__Stated problem__. Extend the profile of car dealer and racehorse owner Donnie Crevier, beginning after its final sentence.
━━ Passage ━━
In a vast cavern of a building like an aircraft-hanger just a tad more than a stone’s throw from Newport Beach is a sparkling chrome vista that would set any motorhead’s heart a flutter. This waltz through recent history takes you from a sturdy-looking 1931 Ford Model A to a plushly upholstered 1948 Hudson Commodore to a 1956 Ford Thunderbird Convertible the color of a brightly polished London bus, and onwards.
The oldest, most venerable member of the gang is an open-topped 1911 Hudson Speedster—a throw-back to a bygone era of over-sized motor-goggles and Ahooga horns and white scarves fluttering in the wind. Among the rarest is a ’42 Hudson Super Six Wagon—one of only a few surviving “Woodies.”
This gleaming sea of combustion engine antiquity falls under the banner of Crevier Classic Cars, owned and founded by the eponymous Donnie Crevier, one of those silver-peaked coastal-kept California septuagenarians who for decades has remained tanned and trim out on the waves, and an old-fashioned people person, you might say.
“We have some of the nicest people in any industry representing us, and it makes all the difference,” said Crevier, 75, about his broad Crevier car empire familiar to many a BMW owner in this particular slice of Southern California (more on this in a bit). “I want character—people who care about people.”
We were perched in his office, the wall of clear Perspex between us a ubiquitous reminder that these are anything but normal times. Similarly clear is that the niche universe of vintage motors is an apt amalgam of Crevier’s approach to racehorse ownership.
He’s been in the sport since 1988, on and off. Never a big-time player. More a horse here, a leg there. And yet, the collector’s eye evidently extends to all sorts of horsepower. His first graded stakes winner was the Tim Yakteen trained Bench Points, the precocious son of Benchmark who landed the GIII Lazaro Barrera S. at Hollywood Park after picking up a brace of listed victories at two.
Then along came full brother Points Offthebench, who in the summer and fall of 2013 showed enough when winning the GI Bing Crosby S. at Del Mar and then the GI Santa Anita Sprint Championship S. to warrant a leading chance in that year’s Breeders’ Cup Sprint, only for fatal injury to intervene on the eve of the contest. Bittersweet compensation came at the following Eclipse Awards, when Points Offthebench was posthumously awarded Champion Sprinter.
Crevier’s latest runner with an oh-so-smooth engine is the 7-year-old mare Cordiality, who Yakteen claimed out of the Peter Miller barn in February of last year. Since then, Cordiality has won half of her four starts, both of them listed contests, including the Osunitas Stakes at Del Mar earlier on this meet.
Similarly clear is that Crevier’s sanguine approach to business isn’t confined to the job. “He’s a very positive person—you’ve got to love that,” said Tim Yakteen, Crevier’s long-time trainer.
“I feel lucky to train for him—he makes my life easy,” Yakteen added, before pointing to his owner’s much-decorated philanthropic work helping underserved children—a product of a tale ripped straight from the pages of Horatio Alger.
“I grew up poor,” said Crevier, matter-of-factly. “That’s my whole deal. I do a lot of work with inner-city kids. I tell them, ‘My life hasn’t always been the way it is now. I didn’t always have a fancy car. I grew up with my sister, single mom, divorced, waitress. She was an alcoholic, no money.’”
━━━
━━ Extracted material ━━
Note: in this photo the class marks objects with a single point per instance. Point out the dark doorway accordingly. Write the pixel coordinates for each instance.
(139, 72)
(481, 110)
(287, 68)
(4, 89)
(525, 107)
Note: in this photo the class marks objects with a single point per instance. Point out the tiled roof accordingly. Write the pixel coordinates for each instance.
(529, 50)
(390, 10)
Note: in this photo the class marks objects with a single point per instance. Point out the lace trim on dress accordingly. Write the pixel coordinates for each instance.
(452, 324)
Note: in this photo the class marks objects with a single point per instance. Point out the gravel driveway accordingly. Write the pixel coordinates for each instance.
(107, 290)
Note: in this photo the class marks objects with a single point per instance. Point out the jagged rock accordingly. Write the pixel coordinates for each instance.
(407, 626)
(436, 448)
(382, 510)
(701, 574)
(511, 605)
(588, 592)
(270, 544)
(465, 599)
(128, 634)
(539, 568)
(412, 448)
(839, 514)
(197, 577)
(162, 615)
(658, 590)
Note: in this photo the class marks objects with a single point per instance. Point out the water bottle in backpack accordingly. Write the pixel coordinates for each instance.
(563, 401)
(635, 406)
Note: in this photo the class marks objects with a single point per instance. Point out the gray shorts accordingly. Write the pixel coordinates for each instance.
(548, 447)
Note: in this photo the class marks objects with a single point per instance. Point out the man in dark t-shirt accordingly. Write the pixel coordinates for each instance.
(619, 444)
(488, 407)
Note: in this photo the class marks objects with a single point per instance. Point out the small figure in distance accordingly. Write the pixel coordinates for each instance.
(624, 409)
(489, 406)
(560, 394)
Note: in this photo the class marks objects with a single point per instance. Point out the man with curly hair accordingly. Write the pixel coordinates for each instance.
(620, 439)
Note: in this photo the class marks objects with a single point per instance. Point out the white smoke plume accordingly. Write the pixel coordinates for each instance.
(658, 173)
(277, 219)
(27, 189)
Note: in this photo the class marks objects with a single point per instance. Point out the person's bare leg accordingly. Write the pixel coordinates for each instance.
━━━
__Written response__.
“We lived in little apartments,” Crevier added. “A lot of times we couldn’t pay rent, and we’d have to move quite often because utilities, rent wasn’t paid.”
Home was Laguna Beach, just down the coastal path from Costa Mesa. “And then at 14, I started getting into trouble hanging around with older guys,” he said. We’re not talking Rebel Without a Cause here. “We weren’t robbing and stealing,” he said. “It’s stuff that wouldn’t be quite so concerning today, but we were still mischievous wild little rascals.”
Still, Crevier was sent as a corrective to live with his father in Los Angeles. Then, at 17, Crevier begged to be allowed back home. “So, I come back to Laguna, but didn’t get along with my mom, and I move out,” he said. “I lived by myself my last year of high school.”
He got his first job during high school in a meal delivery service—an early prototype of DoorDash is how he describes it. A truncated version of the rest of the Crevier success story goes something like this.
Crevier didn’t finish college—instead, at 21, he got a job as a salesman at a Ford dealership, soon becoming a sales manager. In 1974, he joined his father and uncle’s BMW dealership, purchased a small interest in the company. Eventually, father and son bought out the uncle’s share, “and the company grew and grew, really growing beyond our expectations.”
Just how big? “When we started, the rent for the facility was $2,000 a month,” said Crevier. “The rent when we sold it, I can’t tell you.”
“Give us a ballpark,” I said, cajoling.
“Hundreds of thousands.”
In fact, when Crevier sold the company in 2011, theirs was the fifth-largest seller of BMWs in the U.S., by which time he’d already founded Crevier Classic Cars. Throw in a small real estate empire and the Alger-esque metamorphosis is complete.
There’s more than a touch of the autodidact about Crevier, and he’s driven to impart those lessons to new generations of disadvantaged kids, provide them with their own set of tools to craft their own sets of bootstraps. A guiding principle of self-dependence can be viewed through the books propped up upon the bookshelf in his office.
“The Coddling of the American Mind” warns against a culture of safetyism across college campuses. “The Ultimate Gift” is a novel centred around the ordering of life’s priorities. “Mindset: The New Psychology of Success” is a self-help manual focused upon attaining one’s potential.
Another motivation, Crevier said, is a sense of penitence for those early teenage years in Laguna. “I wish I could go back and apologize to some of the people I maybe mistreated or wasn’t respectful of,” he said. All of which has led to Crevier wearing enough philanthropic hats to fill a small warehouse. “I was a bit of a challenge as a kid, and now I want to help other kids who are a challenge like that.”
He started the Crevier Family Foundation, focused on youth, the environment and education. He sits the board of the Boy’s Girl’s Clubs in Laguna Beach. He’s a member of the Santa Ana Chamber of Commerce and a former trustee of the Laguna Beach Community Foundation. He donates to and was past board member of THINK Together, a local educational program for children in rough neighbourhoods. He and his father took home the Time Magazine Quality Dealer Award for Exceptional Performance and Distinguished Community Service.
He’s also chairman of High School Inc., a Santa Ana-based program that partners high school students with local businesses, giving them practical skill sets in a variety of career paths.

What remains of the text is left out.